▶ _What you are asked to do_: Write the entries out again exactly as they stand, but without the pictures.

▶ _Rows from a pointing dataset_:
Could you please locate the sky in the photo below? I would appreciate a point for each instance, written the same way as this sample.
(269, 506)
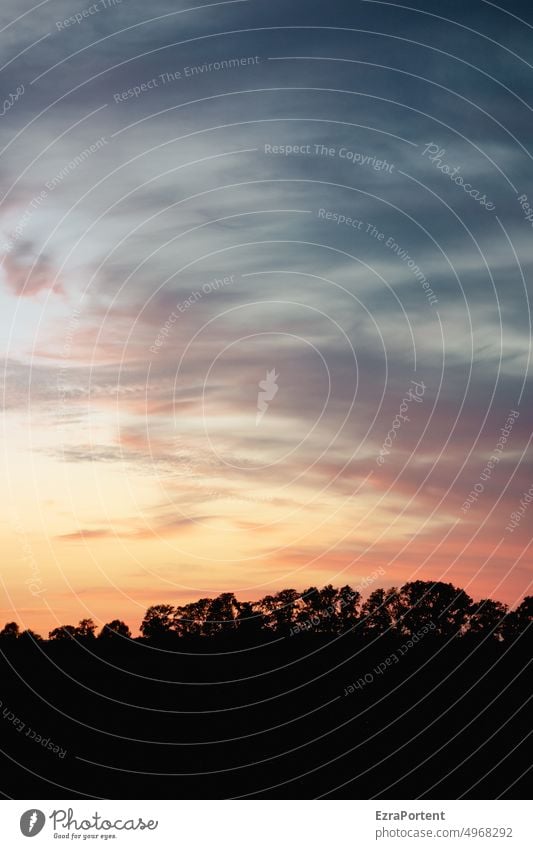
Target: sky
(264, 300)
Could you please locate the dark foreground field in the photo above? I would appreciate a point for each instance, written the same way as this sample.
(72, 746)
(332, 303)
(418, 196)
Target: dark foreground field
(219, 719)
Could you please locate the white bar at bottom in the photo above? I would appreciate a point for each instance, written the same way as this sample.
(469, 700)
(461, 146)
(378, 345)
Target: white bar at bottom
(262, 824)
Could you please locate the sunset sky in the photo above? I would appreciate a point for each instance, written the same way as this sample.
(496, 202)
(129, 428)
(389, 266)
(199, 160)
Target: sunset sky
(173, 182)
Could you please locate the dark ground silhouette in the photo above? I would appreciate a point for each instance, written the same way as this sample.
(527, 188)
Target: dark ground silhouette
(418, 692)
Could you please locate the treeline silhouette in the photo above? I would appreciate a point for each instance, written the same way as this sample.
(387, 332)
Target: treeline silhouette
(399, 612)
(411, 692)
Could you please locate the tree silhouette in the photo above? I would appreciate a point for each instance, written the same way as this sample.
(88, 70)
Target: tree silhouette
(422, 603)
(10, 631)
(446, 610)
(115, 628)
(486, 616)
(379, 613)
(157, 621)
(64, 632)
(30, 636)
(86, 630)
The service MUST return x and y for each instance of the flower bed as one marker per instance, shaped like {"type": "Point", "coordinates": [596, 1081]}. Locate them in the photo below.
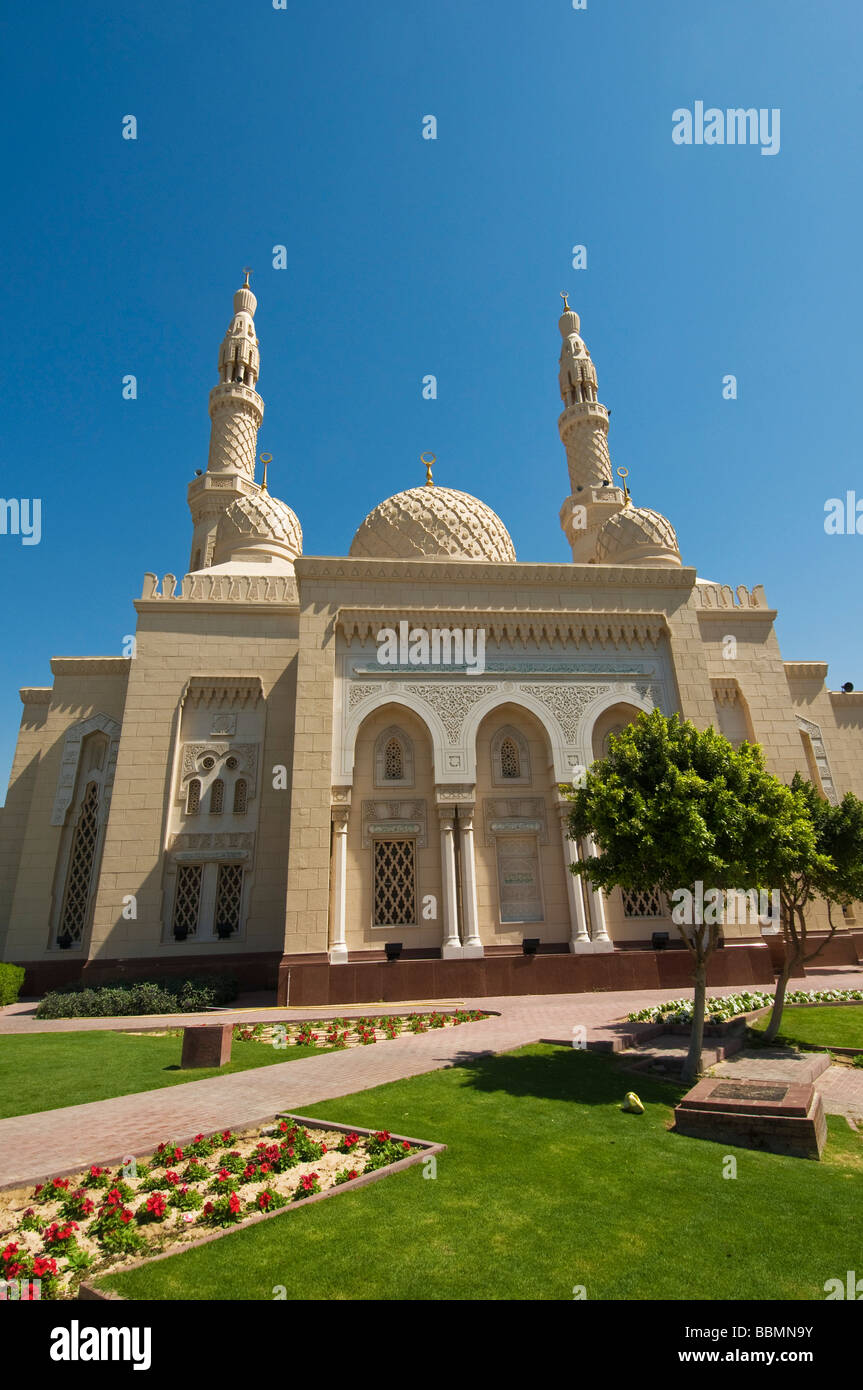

▶ _Exercise solution_:
Could you please locate the sky in the photo below? I would appreciate a point for each instance, written the same way as this sample.
(269, 506)
Target: sky
(264, 300)
Could you please locate the dark foreground field in the photo above? I would appreciate a point for each instance, written the same way as this sample.
(72, 746)
(332, 303)
(418, 196)
Target: dark foreground field
(219, 719)
Could you please locate the white bar at bottom in the photo above? I would appreciate a point for each instance, written the same way as this sample.
(469, 700)
(461, 146)
(378, 345)
Target: white bar at bottom
(262, 824)
Could you please locate the sunset sky in the photo above? I would appreciate a point for each instance, written the same way as this sample.
(496, 202)
(129, 428)
(389, 266)
(199, 160)
Target: sunset sky
(173, 182)
Could you please locate the dark ground silhouette in the photo above? I would appreciate a point for each instance, written the same way as this sample.
(527, 188)
Target: dark ground silhouette
(418, 692)
Could you please locate the treeline silhouette in the photo above? I would appreciate a point for each instance, written the same way as this sample.
(387, 332)
Target: treeline silhouette
(399, 612)
(411, 692)
Could you please locate the tree silhouette in the photo above? I would appreciate a point for each instance, written the same way as this sample.
(88, 70)
Target: tree silhouette
(422, 603)
(10, 631)
(446, 610)
(115, 628)
(486, 616)
(379, 613)
(157, 621)
(64, 632)
(30, 636)
(86, 630)
The service MUST return x and y for each instance of the flower bed as one marker per instance, shaped like {"type": "Point", "coordinates": [596, 1081]}. Locate them in the photo below.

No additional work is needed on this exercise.